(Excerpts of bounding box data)
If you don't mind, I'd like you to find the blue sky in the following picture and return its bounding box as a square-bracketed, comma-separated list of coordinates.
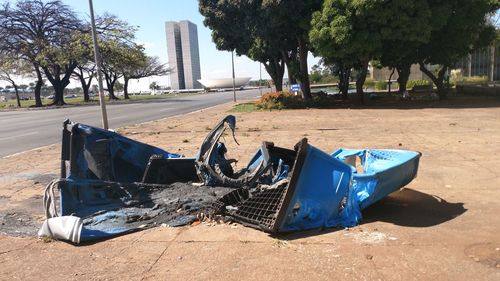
[63, 0, 316, 84]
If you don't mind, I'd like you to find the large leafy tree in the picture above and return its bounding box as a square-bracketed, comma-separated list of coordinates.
[261, 0, 323, 100]
[99, 40, 146, 100]
[123, 56, 172, 99]
[376, 0, 432, 94]
[310, 0, 430, 103]
[418, 0, 500, 99]
[199, 0, 298, 91]
[0, 54, 31, 107]
[0, 0, 81, 106]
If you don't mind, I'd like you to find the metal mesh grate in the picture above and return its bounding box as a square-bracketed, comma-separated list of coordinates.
[234, 186, 286, 229]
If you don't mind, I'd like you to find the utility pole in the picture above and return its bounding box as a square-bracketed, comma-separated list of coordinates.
[489, 45, 495, 82]
[89, 0, 109, 130]
[231, 51, 236, 102]
[259, 63, 262, 97]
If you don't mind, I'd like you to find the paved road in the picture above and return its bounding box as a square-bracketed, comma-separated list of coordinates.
[0, 90, 266, 157]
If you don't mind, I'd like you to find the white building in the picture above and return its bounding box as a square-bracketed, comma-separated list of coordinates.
[165, 20, 201, 90]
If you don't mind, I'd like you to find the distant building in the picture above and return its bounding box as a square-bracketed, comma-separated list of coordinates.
[455, 46, 500, 81]
[368, 64, 426, 81]
[165, 20, 201, 90]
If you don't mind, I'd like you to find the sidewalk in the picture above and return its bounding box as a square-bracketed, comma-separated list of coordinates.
[0, 95, 500, 280]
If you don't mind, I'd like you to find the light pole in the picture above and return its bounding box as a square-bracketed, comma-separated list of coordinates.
[89, 0, 109, 130]
[259, 63, 262, 97]
[231, 51, 236, 102]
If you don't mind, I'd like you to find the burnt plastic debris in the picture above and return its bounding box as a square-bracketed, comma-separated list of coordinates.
[39, 115, 420, 243]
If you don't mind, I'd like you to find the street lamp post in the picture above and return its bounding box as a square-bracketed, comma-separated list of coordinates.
[89, 0, 109, 130]
[231, 51, 236, 102]
[259, 63, 262, 97]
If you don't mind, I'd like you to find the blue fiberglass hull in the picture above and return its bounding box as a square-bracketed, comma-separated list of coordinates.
[331, 148, 421, 226]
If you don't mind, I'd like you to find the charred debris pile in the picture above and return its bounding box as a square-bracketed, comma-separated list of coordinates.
[38, 115, 420, 243]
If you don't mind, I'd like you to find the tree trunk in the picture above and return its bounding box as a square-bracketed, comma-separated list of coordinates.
[262, 58, 285, 92]
[396, 64, 411, 96]
[339, 66, 351, 100]
[53, 84, 66, 106]
[104, 72, 118, 100]
[34, 64, 43, 107]
[356, 61, 368, 104]
[123, 76, 130, 100]
[42, 66, 66, 106]
[418, 62, 448, 100]
[298, 37, 312, 100]
[281, 51, 298, 85]
[12, 83, 21, 107]
[387, 68, 396, 94]
[75, 73, 92, 102]
[273, 58, 285, 92]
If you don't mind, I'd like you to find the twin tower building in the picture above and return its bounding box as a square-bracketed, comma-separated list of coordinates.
[165, 20, 202, 90]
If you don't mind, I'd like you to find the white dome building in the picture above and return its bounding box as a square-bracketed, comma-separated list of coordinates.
[198, 77, 251, 89]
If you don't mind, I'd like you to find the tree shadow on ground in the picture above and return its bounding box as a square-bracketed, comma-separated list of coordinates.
[338, 94, 500, 110]
[362, 188, 467, 227]
[272, 188, 467, 240]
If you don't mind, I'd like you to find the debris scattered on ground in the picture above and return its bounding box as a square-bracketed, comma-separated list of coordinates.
[39, 115, 420, 243]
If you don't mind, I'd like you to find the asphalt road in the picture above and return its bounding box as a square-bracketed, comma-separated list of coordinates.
[0, 90, 266, 157]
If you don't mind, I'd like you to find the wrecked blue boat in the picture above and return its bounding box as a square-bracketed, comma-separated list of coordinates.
[39, 115, 421, 243]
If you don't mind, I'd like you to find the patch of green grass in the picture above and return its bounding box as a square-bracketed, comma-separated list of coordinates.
[230, 102, 259, 112]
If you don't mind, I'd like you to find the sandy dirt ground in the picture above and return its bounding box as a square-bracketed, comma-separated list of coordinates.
[0, 97, 500, 280]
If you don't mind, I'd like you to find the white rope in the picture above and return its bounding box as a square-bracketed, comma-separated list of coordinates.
[43, 179, 66, 219]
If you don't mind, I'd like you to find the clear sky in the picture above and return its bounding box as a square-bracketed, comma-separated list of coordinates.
[63, 0, 317, 84]
[0, 0, 318, 91]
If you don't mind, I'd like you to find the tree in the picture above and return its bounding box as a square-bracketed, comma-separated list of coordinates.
[418, 0, 500, 99]
[310, 0, 430, 103]
[199, 0, 297, 91]
[100, 40, 145, 100]
[73, 63, 96, 102]
[149, 81, 160, 92]
[0, 55, 29, 107]
[0, 0, 81, 106]
[263, 0, 323, 100]
[123, 56, 172, 99]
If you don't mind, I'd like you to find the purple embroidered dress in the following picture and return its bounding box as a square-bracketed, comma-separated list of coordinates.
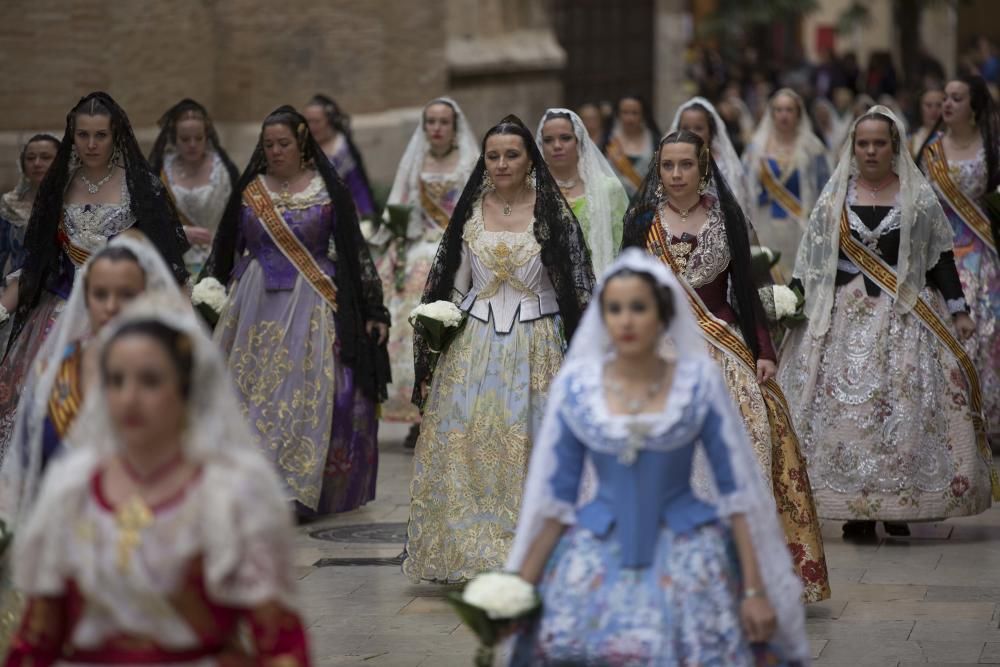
[215, 175, 378, 515]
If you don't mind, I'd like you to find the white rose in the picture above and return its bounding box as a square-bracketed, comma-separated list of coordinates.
[462, 572, 538, 619]
[772, 285, 799, 320]
[410, 301, 462, 327]
[191, 278, 226, 313]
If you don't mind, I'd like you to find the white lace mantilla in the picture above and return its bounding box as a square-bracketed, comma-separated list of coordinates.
[164, 153, 233, 231]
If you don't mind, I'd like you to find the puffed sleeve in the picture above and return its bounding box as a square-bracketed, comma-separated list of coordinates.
[549, 413, 586, 512]
[701, 373, 740, 495]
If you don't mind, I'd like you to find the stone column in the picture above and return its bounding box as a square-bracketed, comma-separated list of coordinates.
[653, 0, 691, 130]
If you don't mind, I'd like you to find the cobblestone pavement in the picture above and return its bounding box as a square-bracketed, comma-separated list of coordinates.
[296, 426, 1000, 667]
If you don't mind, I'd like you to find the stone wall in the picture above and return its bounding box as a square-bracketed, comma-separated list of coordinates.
[0, 0, 565, 191]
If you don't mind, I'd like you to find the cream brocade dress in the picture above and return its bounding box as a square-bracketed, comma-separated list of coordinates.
[403, 201, 565, 583]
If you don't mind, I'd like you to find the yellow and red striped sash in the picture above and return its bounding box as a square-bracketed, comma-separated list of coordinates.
[760, 157, 804, 220]
[840, 206, 1000, 501]
[646, 216, 792, 414]
[605, 137, 642, 190]
[243, 177, 337, 312]
[926, 137, 997, 255]
[420, 180, 451, 229]
[49, 346, 83, 440]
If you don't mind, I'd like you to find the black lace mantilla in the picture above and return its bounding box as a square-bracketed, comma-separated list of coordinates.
[622, 144, 764, 359]
[7, 92, 189, 349]
[199, 106, 390, 402]
[413, 116, 595, 405]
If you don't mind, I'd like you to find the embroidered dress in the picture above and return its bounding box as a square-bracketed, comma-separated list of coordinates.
[924, 144, 1000, 430]
[215, 175, 378, 514]
[511, 354, 801, 667]
[778, 178, 990, 521]
[163, 152, 233, 276]
[4, 460, 309, 667]
[327, 134, 375, 219]
[626, 203, 830, 602]
[403, 199, 564, 582]
[375, 174, 469, 422]
[0, 178, 136, 468]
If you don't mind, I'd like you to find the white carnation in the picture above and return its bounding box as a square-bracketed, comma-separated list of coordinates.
[191, 278, 226, 313]
[772, 285, 799, 320]
[462, 572, 538, 620]
[410, 301, 462, 327]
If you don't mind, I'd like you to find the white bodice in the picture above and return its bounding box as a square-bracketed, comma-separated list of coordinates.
[455, 201, 559, 333]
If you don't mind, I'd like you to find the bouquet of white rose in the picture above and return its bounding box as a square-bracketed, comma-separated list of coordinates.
[758, 285, 806, 328]
[191, 278, 226, 329]
[448, 572, 542, 667]
[409, 301, 466, 354]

▶ _DIRECTIVE_: Output the portion of the data that opens with the line containing "If you don't mind, I'd like you to find the sidewalk" and closes with the line containing "[165, 20, 202, 90]" as a two-column CSV with the columns text and answer. Each row should pair one text with its answer, with both fields quoted and any line breaks replaced by spaces.

▶ _IN RESPONSE_:
text,answer
"If you don't mind, I'd like you to find the sidewalk in the picture above and return its bounding box as a square-bracketed, comma-separated list of coordinates.","[0, 95, 500, 280]"
"If you don't mind, I'd like you to find the light pole in the picture above and return its bounding box as a square-bracketed, comma-separated list of coordinates.","[89, 0, 109, 130] [259, 63, 262, 97] [231, 51, 236, 102]"
"If you don't mind, I'd like you to find the burnt plastic debris in the picture above and return its bounding box as a square-bracketed, comma-separated list of coordinates.","[39, 115, 420, 243]"
"If you don't mind, I'd like you to find the street lamp post in the picture above and return its bounding box as a square-bracketed, comma-separated list of coordinates.","[89, 0, 109, 130] [231, 51, 236, 102] [259, 63, 262, 97]"
"If you don't mind, I'd like you to find the blue fiberglass hull in the picture above and return its bounding box as a square-bracketed, comma-separated list of coordinates.","[331, 148, 421, 226]"
"If you don't mind, I'd like you to find the charred debris pile in the picture above and return its bounding box as a square-bracketed, comma-separated list of coordinates.","[38, 115, 420, 243]"
"If you don't mind, I'd like you to find the tree trunk in the picture above and return its bounding box as a square-bracketed, comma-separated list of coordinates.","[262, 58, 285, 92] [396, 64, 411, 96] [339, 66, 351, 100] [53, 84, 66, 106] [104, 72, 118, 100] [34, 64, 43, 107] [356, 61, 368, 104] [123, 76, 130, 100] [42, 66, 66, 106] [418, 62, 448, 100] [298, 37, 312, 100] [281, 51, 298, 85] [12, 83, 21, 107] [387, 68, 396, 94] [75, 73, 92, 102] [273, 58, 285, 92]"
"If you don't mind, I'd like you to find the twin tower building in the picture above and return its bounding box as a square-bracketed, comma-separated list of coordinates.","[165, 20, 202, 90]"